--- begin ---

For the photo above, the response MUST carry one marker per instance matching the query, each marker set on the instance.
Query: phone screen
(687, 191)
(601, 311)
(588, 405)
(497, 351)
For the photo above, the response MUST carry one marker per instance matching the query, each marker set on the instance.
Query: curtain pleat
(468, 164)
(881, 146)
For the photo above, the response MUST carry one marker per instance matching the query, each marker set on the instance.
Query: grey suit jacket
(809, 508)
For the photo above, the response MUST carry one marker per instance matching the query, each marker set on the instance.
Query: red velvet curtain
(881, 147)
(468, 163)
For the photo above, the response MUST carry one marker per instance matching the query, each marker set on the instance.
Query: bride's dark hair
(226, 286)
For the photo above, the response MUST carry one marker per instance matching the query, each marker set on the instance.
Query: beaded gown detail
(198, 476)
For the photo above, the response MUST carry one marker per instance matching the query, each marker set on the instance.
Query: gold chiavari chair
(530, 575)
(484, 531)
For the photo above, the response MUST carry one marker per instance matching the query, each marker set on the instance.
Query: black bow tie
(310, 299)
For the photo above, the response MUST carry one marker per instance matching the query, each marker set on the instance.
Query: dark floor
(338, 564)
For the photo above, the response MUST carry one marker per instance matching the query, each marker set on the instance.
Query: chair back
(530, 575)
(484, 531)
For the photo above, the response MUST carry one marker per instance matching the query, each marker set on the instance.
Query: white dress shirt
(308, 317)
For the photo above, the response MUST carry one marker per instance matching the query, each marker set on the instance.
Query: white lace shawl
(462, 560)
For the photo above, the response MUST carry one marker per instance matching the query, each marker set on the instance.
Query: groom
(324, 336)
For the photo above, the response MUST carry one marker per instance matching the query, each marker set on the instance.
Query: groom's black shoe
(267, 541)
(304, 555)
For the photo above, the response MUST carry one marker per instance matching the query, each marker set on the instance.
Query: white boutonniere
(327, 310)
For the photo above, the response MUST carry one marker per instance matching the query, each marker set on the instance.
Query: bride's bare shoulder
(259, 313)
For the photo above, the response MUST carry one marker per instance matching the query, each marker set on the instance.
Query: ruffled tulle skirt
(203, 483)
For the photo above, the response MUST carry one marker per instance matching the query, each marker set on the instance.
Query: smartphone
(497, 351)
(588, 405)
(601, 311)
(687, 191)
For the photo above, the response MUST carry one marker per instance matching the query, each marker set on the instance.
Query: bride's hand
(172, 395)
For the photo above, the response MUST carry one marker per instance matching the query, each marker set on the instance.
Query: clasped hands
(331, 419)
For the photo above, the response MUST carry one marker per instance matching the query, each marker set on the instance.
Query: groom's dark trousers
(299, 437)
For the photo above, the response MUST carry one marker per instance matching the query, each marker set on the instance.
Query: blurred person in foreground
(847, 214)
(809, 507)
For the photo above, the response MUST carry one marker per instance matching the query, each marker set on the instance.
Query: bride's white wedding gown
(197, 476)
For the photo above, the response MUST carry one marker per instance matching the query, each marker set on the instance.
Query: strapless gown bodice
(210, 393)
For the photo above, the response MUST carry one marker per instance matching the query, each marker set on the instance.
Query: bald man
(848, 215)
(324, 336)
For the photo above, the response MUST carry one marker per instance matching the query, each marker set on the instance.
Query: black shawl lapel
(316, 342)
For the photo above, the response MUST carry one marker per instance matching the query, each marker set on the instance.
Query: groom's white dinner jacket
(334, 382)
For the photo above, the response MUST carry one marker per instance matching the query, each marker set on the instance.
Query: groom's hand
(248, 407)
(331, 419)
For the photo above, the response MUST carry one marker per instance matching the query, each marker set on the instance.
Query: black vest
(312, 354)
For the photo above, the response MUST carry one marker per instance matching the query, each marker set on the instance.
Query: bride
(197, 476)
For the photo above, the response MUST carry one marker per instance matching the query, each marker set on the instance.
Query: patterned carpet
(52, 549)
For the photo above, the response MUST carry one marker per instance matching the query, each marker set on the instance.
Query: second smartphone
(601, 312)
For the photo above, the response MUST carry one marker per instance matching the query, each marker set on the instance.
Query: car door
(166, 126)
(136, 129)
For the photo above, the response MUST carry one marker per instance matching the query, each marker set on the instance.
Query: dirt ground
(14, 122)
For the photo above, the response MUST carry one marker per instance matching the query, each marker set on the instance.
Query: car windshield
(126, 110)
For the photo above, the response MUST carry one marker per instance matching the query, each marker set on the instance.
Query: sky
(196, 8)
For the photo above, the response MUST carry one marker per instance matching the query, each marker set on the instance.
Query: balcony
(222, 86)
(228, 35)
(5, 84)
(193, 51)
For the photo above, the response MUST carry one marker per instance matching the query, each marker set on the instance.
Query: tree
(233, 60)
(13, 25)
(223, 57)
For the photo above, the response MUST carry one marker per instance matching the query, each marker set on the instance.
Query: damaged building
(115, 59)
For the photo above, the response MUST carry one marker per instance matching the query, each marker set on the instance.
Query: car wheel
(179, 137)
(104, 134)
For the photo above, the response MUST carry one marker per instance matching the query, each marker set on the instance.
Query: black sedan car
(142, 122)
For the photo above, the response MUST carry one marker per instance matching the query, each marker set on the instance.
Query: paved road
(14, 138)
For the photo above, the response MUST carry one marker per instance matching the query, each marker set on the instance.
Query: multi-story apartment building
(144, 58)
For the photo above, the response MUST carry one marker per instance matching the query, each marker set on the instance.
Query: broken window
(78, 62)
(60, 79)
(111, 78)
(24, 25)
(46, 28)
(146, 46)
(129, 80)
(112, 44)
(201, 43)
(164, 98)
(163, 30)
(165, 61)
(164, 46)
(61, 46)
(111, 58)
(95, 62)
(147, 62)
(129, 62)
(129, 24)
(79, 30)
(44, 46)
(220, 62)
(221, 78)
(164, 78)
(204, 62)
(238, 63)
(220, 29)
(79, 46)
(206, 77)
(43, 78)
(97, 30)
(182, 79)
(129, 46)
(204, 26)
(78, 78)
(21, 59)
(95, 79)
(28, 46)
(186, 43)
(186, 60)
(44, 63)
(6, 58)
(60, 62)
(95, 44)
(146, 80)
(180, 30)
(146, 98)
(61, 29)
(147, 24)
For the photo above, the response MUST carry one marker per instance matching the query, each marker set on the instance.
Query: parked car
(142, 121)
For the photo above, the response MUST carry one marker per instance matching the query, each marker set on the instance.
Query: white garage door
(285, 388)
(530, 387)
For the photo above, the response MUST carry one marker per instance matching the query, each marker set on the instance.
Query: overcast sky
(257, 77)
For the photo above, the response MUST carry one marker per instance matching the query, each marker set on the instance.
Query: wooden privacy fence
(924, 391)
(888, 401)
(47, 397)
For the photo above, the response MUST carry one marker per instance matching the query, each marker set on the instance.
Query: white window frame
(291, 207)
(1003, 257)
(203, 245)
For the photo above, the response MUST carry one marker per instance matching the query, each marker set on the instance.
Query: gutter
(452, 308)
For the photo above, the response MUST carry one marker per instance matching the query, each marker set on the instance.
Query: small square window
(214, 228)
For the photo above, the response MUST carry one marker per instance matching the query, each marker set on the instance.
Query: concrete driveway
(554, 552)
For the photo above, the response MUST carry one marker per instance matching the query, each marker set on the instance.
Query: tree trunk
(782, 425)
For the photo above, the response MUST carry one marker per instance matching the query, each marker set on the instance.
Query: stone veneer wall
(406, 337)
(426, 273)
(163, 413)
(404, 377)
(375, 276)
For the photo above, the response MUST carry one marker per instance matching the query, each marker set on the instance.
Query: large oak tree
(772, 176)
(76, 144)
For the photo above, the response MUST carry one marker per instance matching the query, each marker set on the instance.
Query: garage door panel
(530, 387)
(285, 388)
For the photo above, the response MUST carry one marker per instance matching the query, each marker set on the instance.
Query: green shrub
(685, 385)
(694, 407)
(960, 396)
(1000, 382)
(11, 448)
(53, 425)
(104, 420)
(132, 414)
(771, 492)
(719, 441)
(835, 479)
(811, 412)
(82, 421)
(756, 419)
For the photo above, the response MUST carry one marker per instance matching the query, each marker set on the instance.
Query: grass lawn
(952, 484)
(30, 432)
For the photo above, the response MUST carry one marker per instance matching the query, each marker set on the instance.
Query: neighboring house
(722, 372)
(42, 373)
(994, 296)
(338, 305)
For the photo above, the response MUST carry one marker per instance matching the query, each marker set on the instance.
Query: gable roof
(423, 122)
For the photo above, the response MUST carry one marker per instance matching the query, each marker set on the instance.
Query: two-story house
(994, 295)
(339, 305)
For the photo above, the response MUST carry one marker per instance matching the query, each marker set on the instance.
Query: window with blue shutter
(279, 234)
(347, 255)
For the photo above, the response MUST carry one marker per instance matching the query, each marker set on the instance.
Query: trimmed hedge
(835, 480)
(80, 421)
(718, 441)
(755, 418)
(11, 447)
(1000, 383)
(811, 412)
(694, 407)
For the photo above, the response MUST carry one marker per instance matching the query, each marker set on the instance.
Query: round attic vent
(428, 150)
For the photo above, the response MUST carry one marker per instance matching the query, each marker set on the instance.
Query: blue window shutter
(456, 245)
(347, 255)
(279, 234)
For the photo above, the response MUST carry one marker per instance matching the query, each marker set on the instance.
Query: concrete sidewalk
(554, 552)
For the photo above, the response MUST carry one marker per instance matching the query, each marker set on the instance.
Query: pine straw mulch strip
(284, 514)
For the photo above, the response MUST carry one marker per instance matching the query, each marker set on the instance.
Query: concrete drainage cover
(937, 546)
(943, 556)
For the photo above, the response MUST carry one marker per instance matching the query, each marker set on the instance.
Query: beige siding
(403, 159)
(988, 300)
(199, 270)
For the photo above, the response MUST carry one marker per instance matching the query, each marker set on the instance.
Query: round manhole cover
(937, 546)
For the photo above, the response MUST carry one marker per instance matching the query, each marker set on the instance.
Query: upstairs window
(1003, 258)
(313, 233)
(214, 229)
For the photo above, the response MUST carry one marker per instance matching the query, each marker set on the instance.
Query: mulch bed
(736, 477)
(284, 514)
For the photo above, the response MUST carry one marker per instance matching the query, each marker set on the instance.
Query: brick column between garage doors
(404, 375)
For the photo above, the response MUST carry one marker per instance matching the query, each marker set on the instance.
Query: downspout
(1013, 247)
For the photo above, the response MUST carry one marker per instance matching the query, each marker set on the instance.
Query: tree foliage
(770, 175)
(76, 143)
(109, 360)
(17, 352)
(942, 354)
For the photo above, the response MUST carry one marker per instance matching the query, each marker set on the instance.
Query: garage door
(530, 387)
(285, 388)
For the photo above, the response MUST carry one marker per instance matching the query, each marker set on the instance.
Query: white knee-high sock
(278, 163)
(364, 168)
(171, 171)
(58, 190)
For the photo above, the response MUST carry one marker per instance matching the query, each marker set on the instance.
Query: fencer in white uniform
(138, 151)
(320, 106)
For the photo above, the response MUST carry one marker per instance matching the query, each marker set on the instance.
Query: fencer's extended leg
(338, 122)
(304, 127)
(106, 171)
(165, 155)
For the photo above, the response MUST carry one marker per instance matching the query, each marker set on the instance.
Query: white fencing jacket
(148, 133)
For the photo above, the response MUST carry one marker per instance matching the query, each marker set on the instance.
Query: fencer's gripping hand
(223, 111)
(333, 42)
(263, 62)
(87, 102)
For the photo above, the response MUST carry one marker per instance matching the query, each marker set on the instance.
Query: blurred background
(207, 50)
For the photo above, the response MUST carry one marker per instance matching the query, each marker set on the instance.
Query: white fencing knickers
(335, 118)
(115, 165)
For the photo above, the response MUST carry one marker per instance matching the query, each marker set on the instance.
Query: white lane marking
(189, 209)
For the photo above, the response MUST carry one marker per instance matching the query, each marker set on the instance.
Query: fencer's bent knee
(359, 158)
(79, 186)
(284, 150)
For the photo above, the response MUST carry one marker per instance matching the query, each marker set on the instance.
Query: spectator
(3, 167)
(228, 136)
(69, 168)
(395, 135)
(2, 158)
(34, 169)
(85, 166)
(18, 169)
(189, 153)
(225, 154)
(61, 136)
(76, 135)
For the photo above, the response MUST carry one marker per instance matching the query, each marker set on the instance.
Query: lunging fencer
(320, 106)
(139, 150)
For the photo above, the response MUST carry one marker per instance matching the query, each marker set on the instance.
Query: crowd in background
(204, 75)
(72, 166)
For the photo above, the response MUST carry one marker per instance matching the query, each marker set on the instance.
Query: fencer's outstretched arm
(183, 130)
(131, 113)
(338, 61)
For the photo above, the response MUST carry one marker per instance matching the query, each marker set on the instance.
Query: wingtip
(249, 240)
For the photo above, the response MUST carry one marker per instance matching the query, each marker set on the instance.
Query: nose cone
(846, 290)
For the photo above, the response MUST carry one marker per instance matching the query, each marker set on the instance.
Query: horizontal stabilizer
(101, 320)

--- end ---

• _REQUIRED WORK_:
Count the lines in the entries above that contain the word "curtain", and give only the number.

• _REPLY TO THE TASK_:
2